> [Dataset]:
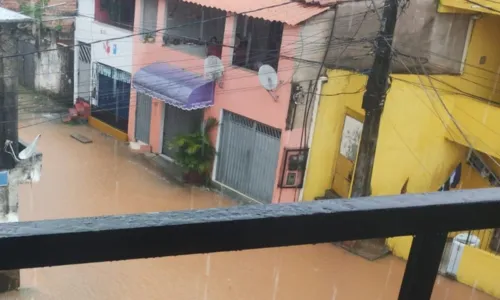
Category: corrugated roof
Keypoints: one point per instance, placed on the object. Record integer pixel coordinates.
(324, 2)
(291, 13)
(9, 16)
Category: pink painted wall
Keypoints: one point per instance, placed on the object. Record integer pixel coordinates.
(241, 91)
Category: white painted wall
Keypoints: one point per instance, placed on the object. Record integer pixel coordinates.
(116, 53)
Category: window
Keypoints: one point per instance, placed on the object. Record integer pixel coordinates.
(257, 42)
(195, 29)
(118, 13)
(149, 18)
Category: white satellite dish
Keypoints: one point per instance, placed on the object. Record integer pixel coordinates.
(268, 77)
(30, 150)
(213, 68)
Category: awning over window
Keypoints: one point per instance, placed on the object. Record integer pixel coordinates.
(175, 86)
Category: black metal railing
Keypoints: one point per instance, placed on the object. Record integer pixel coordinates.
(429, 217)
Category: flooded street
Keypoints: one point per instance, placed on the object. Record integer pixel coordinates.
(104, 178)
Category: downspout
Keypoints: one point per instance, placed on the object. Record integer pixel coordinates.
(319, 87)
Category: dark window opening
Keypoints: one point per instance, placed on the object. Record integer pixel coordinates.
(119, 13)
(257, 43)
(113, 100)
(195, 29)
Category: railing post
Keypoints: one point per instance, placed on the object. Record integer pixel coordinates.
(422, 266)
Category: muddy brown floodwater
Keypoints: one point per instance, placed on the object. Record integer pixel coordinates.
(104, 178)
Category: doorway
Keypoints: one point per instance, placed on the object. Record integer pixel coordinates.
(84, 71)
(178, 122)
(346, 159)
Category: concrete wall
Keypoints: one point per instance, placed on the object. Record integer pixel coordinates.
(50, 69)
(89, 31)
(421, 32)
(309, 49)
(418, 139)
(241, 92)
(423, 147)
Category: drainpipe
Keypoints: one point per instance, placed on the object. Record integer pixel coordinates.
(319, 87)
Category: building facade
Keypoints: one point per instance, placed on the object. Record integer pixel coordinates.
(437, 133)
(170, 95)
(103, 62)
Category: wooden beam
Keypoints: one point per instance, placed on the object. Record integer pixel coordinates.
(98, 239)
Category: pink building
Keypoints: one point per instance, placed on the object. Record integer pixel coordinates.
(260, 139)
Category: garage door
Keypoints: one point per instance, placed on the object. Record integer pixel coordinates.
(248, 156)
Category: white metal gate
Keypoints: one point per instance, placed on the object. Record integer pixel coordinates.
(143, 117)
(248, 156)
(84, 70)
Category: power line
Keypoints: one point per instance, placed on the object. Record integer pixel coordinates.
(163, 29)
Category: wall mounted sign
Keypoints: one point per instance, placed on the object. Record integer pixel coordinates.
(294, 167)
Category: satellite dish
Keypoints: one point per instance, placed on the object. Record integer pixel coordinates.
(30, 150)
(268, 77)
(213, 68)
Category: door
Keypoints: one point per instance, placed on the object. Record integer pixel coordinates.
(143, 118)
(248, 156)
(344, 167)
(178, 122)
(84, 71)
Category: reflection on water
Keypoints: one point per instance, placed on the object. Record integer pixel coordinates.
(105, 178)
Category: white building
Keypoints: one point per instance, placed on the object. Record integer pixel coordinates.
(103, 58)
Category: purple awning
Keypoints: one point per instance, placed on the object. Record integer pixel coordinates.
(175, 86)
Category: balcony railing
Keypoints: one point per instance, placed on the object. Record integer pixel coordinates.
(426, 216)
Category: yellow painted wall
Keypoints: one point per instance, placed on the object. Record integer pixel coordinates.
(480, 269)
(418, 140)
(411, 138)
(479, 6)
(417, 137)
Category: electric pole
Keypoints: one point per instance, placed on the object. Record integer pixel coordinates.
(8, 97)
(374, 100)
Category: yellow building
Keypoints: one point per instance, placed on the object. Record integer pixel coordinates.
(428, 128)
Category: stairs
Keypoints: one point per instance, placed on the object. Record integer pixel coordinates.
(329, 194)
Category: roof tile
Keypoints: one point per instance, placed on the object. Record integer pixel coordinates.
(288, 12)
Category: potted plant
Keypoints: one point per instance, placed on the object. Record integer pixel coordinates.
(195, 153)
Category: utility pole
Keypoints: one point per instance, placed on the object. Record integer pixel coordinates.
(373, 104)
(11, 173)
(374, 100)
(8, 99)
(9, 280)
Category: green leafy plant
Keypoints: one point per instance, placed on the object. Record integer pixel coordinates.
(195, 153)
(34, 10)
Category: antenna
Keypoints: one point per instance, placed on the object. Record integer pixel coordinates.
(268, 78)
(214, 69)
(28, 152)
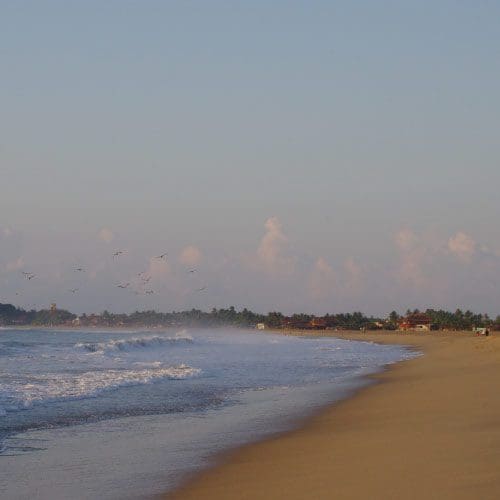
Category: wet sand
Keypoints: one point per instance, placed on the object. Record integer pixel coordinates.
(430, 428)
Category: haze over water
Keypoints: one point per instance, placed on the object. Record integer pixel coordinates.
(126, 414)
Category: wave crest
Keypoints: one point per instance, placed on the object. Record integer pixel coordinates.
(52, 388)
(126, 345)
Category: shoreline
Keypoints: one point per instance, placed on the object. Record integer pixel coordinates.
(429, 426)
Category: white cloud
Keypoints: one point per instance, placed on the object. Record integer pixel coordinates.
(271, 251)
(413, 253)
(406, 239)
(462, 246)
(106, 235)
(190, 256)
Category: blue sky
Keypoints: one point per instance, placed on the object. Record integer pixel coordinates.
(312, 156)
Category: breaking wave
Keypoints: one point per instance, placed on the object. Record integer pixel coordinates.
(126, 345)
(51, 388)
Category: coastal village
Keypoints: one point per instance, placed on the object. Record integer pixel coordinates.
(411, 321)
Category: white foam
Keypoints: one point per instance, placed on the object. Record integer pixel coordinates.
(49, 388)
(127, 345)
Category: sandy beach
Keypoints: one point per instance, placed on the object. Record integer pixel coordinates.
(429, 428)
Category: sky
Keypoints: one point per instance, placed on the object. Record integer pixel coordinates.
(301, 156)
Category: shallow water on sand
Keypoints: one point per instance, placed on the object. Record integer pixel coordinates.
(87, 414)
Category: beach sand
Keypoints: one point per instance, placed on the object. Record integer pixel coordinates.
(430, 429)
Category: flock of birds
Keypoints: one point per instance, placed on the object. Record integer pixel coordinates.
(143, 277)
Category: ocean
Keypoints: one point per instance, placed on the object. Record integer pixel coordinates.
(92, 414)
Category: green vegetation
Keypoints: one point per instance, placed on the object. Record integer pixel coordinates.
(440, 319)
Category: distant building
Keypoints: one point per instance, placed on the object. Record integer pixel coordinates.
(417, 322)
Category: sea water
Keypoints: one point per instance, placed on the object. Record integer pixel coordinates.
(127, 414)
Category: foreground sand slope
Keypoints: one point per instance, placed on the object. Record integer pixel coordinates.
(431, 429)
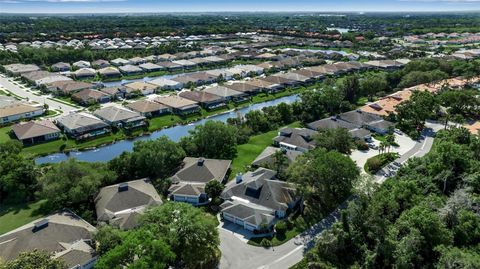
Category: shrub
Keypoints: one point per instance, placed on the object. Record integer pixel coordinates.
(361, 145)
(265, 243)
(281, 227)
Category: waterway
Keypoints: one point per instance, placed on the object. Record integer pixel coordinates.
(175, 133)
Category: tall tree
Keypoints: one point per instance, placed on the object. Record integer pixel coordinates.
(214, 139)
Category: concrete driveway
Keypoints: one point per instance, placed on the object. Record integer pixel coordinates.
(405, 144)
(35, 96)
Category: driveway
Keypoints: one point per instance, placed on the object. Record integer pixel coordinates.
(405, 144)
(27, 93)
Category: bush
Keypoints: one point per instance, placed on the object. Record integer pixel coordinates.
(281, 227)
(361, 145)
(265, 243)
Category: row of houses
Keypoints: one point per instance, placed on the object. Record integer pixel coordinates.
(13, 110)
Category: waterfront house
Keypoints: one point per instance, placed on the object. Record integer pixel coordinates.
(149, 108)
(81, 125)
(89, 97)
(179, 105)
(33, 132)
(257, 200)
(205, 99)
(120, 205)
(120, 117)
(299, 139)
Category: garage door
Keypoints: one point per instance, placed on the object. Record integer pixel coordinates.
(228, 217)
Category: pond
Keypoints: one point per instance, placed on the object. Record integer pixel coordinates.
(175, 133)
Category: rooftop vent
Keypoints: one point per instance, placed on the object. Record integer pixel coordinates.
(122, 187)
(40, 225)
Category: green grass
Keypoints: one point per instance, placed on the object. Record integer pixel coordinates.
(301, 264)
(14, 216)
(247, 153)
(4, 137)
(375, 163)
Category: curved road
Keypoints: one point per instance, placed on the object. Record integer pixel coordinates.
(27, 93)
(237, 254)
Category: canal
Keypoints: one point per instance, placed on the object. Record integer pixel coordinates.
(175, 133)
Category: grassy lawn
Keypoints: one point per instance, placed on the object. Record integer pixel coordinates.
(4, 137)
(375, 163)
(14, 216)
(247, 153)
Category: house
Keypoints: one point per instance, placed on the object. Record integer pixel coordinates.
(170, 66)
(150, 67)
(63, 234)
(149, 108)
(130, 69)
(85, 73)
(80, 125)
(115, 91)
(357, 132)
(370, 121)
(69, 87)
(136, 61)
(119, 62)
(256, 200)
(18, 111)
(120, 117)
(265, 85)
(109, 72)
(277, 80)
(188, 184)
(60, 67)
(141, 87)
(205, 99)
(166, 84)
(179, 105)
(100, 64)
(18, 69)
(227, 93)
(89, 97)
(120, 205)
(266, 157)
(243, 87)
(185, 63)
(300, 139)
(32, 132)
(81, 64)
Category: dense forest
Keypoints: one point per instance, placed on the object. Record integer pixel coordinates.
(42, 27)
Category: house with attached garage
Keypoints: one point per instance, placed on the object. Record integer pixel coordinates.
(121, 204)
(65, 235)
(257, 200)
(32, 132)
(120, 117)
(299, 139)
(19, 110)
(188, 184)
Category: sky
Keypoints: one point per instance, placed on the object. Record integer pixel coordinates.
(135, 6)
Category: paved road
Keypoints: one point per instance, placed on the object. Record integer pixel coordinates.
(236, 254)
(27, 93)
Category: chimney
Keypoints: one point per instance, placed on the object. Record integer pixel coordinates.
(122, 187)
(238, 178)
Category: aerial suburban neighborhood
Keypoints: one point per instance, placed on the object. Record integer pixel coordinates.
(135, 134)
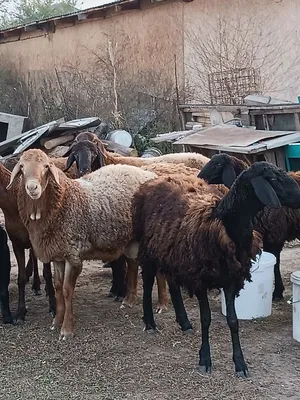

> [The task]:
Could you repeat, exactly and with nothing else, the lines from the first line of the records through the line containing "Category: flooded street"? Leave out the pictures.

> [Response for this exercise]:
Category: corrugated roof
Keypoints: one point per instance, placed on the object. Record integer pixel coordinates.
(324, 2)
(291, 13)
(9, 16)
Category: pink painted wall
Keypoints: one point per instance, placed on the object. Record integer pixel coordinates.
(241, 91)
Category: white painted wall
Keypoints: one point per instance, placed on the object. Record integer pixel coordinates.
(116, 53)
Category: window
Keypoints: one point per instance, placed on the object. Record integer pixel coordinates.
(257, 42)
(195, 29)
(118, 13)
(149, 18)
Category: white satellite dish
Keypoints: one point per instance, placed on the object. Record integer pixel coordinates.
(268, 77)
(30, 150)
(213, 68)
Category: awning over window
Keypoints: one point per instance, placed on the object. Record integer pixel coordinates.
(175, 86)
Category: black metal railing
Keypoints: one point per instance, placed on the object. Record integer pixel coordinates.
(429, 217)
Category: flooded street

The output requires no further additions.